┌──

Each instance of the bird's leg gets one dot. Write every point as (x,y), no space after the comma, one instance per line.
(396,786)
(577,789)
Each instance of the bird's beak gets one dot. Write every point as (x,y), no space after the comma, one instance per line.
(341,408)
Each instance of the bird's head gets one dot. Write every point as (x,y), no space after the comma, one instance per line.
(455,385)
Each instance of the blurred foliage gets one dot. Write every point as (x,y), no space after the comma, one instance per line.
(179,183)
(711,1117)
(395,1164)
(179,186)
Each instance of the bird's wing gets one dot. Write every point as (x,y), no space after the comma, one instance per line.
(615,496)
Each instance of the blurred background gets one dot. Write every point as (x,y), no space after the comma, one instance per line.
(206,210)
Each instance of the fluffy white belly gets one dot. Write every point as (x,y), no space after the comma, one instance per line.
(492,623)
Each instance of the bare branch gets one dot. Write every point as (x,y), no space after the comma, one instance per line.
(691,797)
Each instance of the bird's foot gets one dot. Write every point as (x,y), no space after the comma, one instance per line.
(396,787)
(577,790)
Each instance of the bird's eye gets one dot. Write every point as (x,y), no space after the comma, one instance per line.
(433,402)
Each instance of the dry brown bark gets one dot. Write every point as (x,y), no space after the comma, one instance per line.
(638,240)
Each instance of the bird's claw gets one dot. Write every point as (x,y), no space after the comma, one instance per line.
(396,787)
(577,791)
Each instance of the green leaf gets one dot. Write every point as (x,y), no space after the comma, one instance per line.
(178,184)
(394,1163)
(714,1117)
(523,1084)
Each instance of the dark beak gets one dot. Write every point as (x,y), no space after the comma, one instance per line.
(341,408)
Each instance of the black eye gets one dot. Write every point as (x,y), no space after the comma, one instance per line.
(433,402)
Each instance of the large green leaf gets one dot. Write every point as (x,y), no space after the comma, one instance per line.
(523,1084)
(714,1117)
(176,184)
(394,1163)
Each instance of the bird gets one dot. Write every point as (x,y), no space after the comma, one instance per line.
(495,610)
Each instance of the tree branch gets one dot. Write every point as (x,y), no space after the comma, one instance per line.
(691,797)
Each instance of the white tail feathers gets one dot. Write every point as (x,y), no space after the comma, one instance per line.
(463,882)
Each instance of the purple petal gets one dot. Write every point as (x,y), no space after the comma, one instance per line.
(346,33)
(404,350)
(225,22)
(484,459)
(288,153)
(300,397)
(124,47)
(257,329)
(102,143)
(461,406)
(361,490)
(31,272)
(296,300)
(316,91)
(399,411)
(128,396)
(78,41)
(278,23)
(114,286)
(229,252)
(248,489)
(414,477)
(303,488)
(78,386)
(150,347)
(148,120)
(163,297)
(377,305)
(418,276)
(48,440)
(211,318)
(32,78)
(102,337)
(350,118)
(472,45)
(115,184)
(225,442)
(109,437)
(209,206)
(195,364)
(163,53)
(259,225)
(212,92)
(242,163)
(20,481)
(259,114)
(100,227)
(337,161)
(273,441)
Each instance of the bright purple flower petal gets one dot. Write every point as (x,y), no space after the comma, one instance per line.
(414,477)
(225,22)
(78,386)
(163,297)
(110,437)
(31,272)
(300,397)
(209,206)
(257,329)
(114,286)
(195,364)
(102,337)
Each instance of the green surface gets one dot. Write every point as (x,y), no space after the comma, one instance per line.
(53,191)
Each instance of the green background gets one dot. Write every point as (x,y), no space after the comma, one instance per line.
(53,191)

└──

• What you have to do
With every line intact, reproduce the listing verbatim.

• Task answer
Each instance of the bird's leg gets one dot. Write every point as (x,y), no space after the comma, one instance per line.
(396,786)
(577,789)
Each instance of the bird's beak gets one dot. Write every point as (x,y), no space after the comma, one instance per line.
(341,408)
Each instance of the bird's head gets one dot. Write every point as (x,y), no space after the comma, one instance per line.
(455,385)
Each instance of the blurred foliage gets one dot. Write every point as (x,y), no space after the comma, one instance per line.
(179,183)
(711,1117)
(395,1164)
(179,186)
Each instance of the bird's wing gets one dot. Write every point as (x,y), no space after the comma, one instance per line.
(615,496)
Each instance of the blurred background gets one dot. Write every point as (x,y), no space after the comma, one instance per line.
(206,210)
Each instance of the fluffy white belly gets one dot. Write every point as (x,y), no space after the comma, one instance per line.
(492,623)
Each instance of the bare branch gets one dot. Write every point as (x,y), no space after the comma, one instance per line.
(691,797)
Each instance of the bird's foot gets one dot. Write every point as (x,y), no space after the comma, one instance per line.
(396,787)
(577,790)
Each instance of the bird's eye gets one dot. Write every point as (x,y), no space after the comma, one instance per line.
(433,402)
Each instance of the dry brown bark gets one dot. Write every point as (x,y), no space after the comma, one instance per line.
(638,240)
Each instance of the bird's claw gets one dot. Write every point as (x,y), no space after the comma, one instance per line.
(396,787)
(577,791)
Each instance of the green leaf gets one dot. Write every point as (x,y), no space after the comma, one instance per line.
(178,184)
(394,1163)
(714,1117)
(523,1084)
Each instance of the dark beak gets one dot. Write every point as (x,y), no space after the comma, one instance per line.
(341,408)
Each instance of the black eye gets one dot. Write every point as (x,y), no space after the comma, one instance per line.
(433,402)
Each instance of the large green leaf gets one dot. Write every point as (x,y), no space after the comma, one instance per line.
(523,1084)
(714,1117)
(176,184)
(394,1163)
Each instance of the bird gets one dot. Write every point as (x,y), no space after the comma, one instance per line.
(495,610)
Each instance of the tree branch gets one dot. Write every point as (x,y), no space after the comma, one instance per line.
(691,797)
Each instance of the white tail feathers gets one dot. Write every point as (x,y), no space after the comma, one instance per line.
(463,882)
Each instance of the purple petal gets one dot. Write every point as (x,y), no space after the comma, one instance per line.
(346,33)
(404,350)
(225,22)
(484,459)
(288,153)
(300,397)
(124,47)
(257,329)
(102,143)
(461,406)
(361,490)
(31,272)
(296,300)
(316,91)
(399,411)
(128,396)
(78,41)
(278,23)
(114,286)
(229,252)
(248,489)
(414,477)
(303,488)
(78,386)
(150,347)
(148,120)
(163,297)
(377,305)
(418,276)
(48,440)
(211,318)
(32,78)
(102,337)
(350,118)
(472,45)
(115,184)
(225,442)
(109,437)
(209,206)
(195,364)
(163,53)
(259,225)
(212,92)
(242,163)
(20,481)
(259,114)
(100,227)
(337,161)
(273,441)
Each instance of the bright purple flower petal gets one dot. Write every point as (x,y), no space after the comma, one instance per line.
(414,477)
(225,22)
(78,386)
(163,297)
(110,437)
(31,272)
(300,397)
(209,206)
(257,329)
(114,286)
(195,364)
(102,337)
Each instance of the green surface gets one dot. Write every point as (x,y), no space after the comma, one instance per line.
(53,191)
Each instance of the green background gets one dot. Write every point as (x,y), no space after the comma, one instance per line.
(53,191)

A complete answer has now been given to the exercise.